(Collection entries)
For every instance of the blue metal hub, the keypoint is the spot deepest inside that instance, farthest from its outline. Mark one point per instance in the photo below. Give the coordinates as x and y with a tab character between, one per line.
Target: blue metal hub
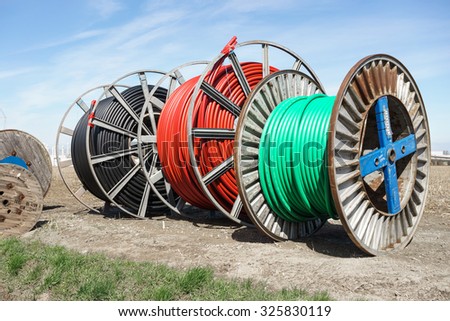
14	160
385	157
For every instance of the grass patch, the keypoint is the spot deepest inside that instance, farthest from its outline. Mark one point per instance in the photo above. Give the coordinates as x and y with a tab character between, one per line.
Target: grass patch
35	271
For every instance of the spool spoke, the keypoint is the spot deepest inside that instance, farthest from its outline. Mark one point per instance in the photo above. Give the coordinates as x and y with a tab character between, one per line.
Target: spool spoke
218	171
239	73
66	131
392	194
123	181
158	103
144	202
237	207
265	60
118	96
405	146
112	155
65	163
213	133
372	162
218	97
156	176
80	192
84	107
113	128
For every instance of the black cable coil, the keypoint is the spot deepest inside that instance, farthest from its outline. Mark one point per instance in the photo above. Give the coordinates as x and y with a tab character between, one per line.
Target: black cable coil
106	142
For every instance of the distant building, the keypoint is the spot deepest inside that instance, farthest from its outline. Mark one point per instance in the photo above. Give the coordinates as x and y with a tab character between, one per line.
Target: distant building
440	153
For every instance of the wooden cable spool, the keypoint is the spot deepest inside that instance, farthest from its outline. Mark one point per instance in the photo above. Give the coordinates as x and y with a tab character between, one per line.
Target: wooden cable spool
32	151
21	200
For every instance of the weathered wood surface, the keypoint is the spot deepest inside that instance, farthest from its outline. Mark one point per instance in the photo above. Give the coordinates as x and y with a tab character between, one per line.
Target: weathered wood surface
31	150
21	200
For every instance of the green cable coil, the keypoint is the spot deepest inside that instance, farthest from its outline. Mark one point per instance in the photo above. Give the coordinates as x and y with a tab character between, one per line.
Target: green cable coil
293	165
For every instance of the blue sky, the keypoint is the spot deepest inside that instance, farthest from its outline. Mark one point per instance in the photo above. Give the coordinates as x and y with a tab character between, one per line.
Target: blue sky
52	51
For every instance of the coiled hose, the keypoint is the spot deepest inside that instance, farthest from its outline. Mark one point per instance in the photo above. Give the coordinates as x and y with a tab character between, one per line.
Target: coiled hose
172	135
104	141
293	161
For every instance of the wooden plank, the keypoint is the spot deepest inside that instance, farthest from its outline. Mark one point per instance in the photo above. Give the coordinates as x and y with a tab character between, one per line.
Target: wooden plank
21	200
32	151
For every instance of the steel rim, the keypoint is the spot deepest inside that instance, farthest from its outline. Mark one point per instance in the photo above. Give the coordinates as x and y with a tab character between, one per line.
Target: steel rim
133	175
202	87
32	151
66	130
174	79
259	105
367	223
21	200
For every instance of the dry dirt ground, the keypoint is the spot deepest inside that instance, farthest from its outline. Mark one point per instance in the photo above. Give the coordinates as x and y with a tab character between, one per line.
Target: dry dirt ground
327	261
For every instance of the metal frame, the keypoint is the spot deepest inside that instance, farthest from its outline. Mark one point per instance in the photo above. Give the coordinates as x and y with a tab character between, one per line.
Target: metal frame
230	53
21	199
32	151
270	92
361	199
175	78
141	76
79	191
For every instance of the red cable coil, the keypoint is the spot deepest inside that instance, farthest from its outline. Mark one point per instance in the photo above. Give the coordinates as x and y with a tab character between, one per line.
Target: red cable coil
172	135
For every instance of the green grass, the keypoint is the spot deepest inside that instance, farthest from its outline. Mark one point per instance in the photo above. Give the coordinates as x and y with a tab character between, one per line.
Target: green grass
35	271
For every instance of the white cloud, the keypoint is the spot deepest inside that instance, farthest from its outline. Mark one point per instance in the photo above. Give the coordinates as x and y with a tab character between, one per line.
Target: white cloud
105	8
13	73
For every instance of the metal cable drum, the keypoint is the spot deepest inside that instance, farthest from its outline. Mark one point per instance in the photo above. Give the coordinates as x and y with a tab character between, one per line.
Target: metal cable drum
108	149
153	170
377	155
27	147
79	108
215	173
21	199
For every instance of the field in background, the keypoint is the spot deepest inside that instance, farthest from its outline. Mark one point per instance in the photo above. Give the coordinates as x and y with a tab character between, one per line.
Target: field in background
327	261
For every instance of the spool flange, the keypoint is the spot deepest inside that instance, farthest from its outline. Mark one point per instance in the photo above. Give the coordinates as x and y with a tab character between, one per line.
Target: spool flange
79	108
203	88
129	191
27	147
379	154
21	200
171	80
271	91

* _Activity_: Give the records a second time exactly, keeping the images out.

* _Reply_:
For every instance of the blue metal hub, the keypoint is the spot deepest inside that instance, farthest from its outline. Mark one point per instance in the photo below. Give the coordinates as x and y with a tab character between, one per line.
Target: blue metal hub
14	160
385	157
For every instance of the grass patch, the keypoint is the spot deepest inside that instance, farthest from its outline. Mark one point per instance in the photo above. Give the coordinates as x and y with a tab character between, one per line.
Target: grass patch
35	271
For every instance of the spool spoke, the keypoint is the spot deepest inside that instance, farthest from its outline. Mark one point per instance in the photo above. Give the coordinates as x and y with a tab character between, one per line.
Target: spool spoke
218	171
239	73
66	131
392	194
123	181
158	103
144	202
237	207
265	60
118	96
405	146
112	155
65	163
213	133
372	162
218	97
156	176
80	192
84	107
113	128
For every instance of the black cable coil, the keypoint is the spot deepest inside that instance, farthest from its outline. Mark one point per instance in the photo above. Give the coordinates as x and y with a tab character between, one per line.
Target: black cable coil
106	142
For every instance of the distant building, the keypoint is the spot deepest inside that instance, farthest from its outline. Mark one point per instance in the photo above. Give the coordinates as x and y with a tab character between, one per line.
Target: distant building
440	153
For every instance of the wooden cable spool, the keypoint is the spot deepest inside that instance, farthest from its outline. Mark one point per instance in the photo above. Give the coordinates as x and y with a tab character between, one per line.
Target: wooden cable spool
32	151
21	200
For every instance of the weathered wood surface, the keypoint is the spot deepest inside that instance, farthest from its outline. Mark one point per instance in the photo above. Give the coordinates as x and y with a tab character between, one per line.
Target: weathered wood surface
31	150
21	200
For every instance of the green cable coil, the keypoint is the spot deepest inside that instance, farthest from its outline. Mark one point per instance in the photo above. Give the coordinates as x and y with a tab character between, one per line.
Target: green cable coil
293	165
For every instance of the blue sky, the keypoint is the spot deepest inside that instance, farthest from its outline. Mark one point per instance in the photo above. Give the coordinates as x and y with a tab character between, one per line.
Target: blue sky
52	51
For every instance of the coiled hose, the keypoint is the spot deepest inside that instance, farthest from its outline. Mark one point per instance in the photo above. Give the coordinates as x and y with a tab character between, one per line.
Target: coiled hose
172	135
104	141
293	161
For every instance of the wooden plank, the keypoint is the spot deepest inside that instance, farthest from its outline. Mark one point per instance in the photo above. Give the coordinates as x and y with a tab character between, one per line.
Target: wooden plank
21	200
32	151
For every instance of the steel rim, the keypoint is the spot deepest inside that instance, farthest from its outline. Mark one point per instance in the photo above. Give the coordinates as x and y with a tab character between, one per line.
Target: steel rim
133	175
202	87
32	151
66	130
174	79
259	105
367	223
21	200
For every instance of the dry dirt ground, the keypoint is the spot deepest inside that instance, farthest from its outline. Mark one point per instance in the photo above. Give the coordinates as x and y with a tab character between, one per line.
Target: dry dirt ground
327	261
For every instance of the metal frame, the keypoint is the spot deepest inside that instance, farthest from its outline. Mark one point per instance in the photo above. Give the coordinates as x and y with a tab character between, one per line.
Target: metal frame
230	53
21	199
32	151
270	92
361	199
175	78
141	76
79	191
For every instance of the red cable coil, the keypoint is the spot deepest inside that instance, farthest from its outline. Mark one point per instance in the photo above. Give the coordinates as x and y with a tab character between, one per line.
Target: red cable coil
172	135
For every instance of the green grass, the keypoint is the spot deepest inside that instance, farthest from its outline. Mark one point per instance in the photo above. Give the coordinates as x and y with a tab character between, one per line.
Target: green grass
35	271
For every instance of the white cloud, the keypoint is the spot deepest inside that instance, farthest from its outline. Mark one point per instance in the photo above. Give the coordinates as x and y with a tab character between, one per line.
Target: white cloud
105	8
13	73
For every instance of the metal cable drum, the keypoint is the spot deepest inside that instance, farthest from its outline. Mark one point per instance in the photo above. Give the coordinates as x and y with a tab character between, one per line.
Target: metal cable drum
108	149
153	170
377	155
27	147
79	108
215	173
21	199
For every instance of the field in background, the keypoint is the spot deepest inside that instance, farthest from its outline. Mark one point per instance in the photo above. Give the coordinates as x and y with a tab character between, one per line.
Target: field in background
327	261
For every instance of the spool flange, the keypoint is the spot deepest inside that instance, farthest from its outline. Mark one point per instance in the photo above. Give the coordinates as x and y with a tab character between, one per line.
Target: spool flange
79	108
203	88
129	191
27	147
379	154
21	200
171	80
271	91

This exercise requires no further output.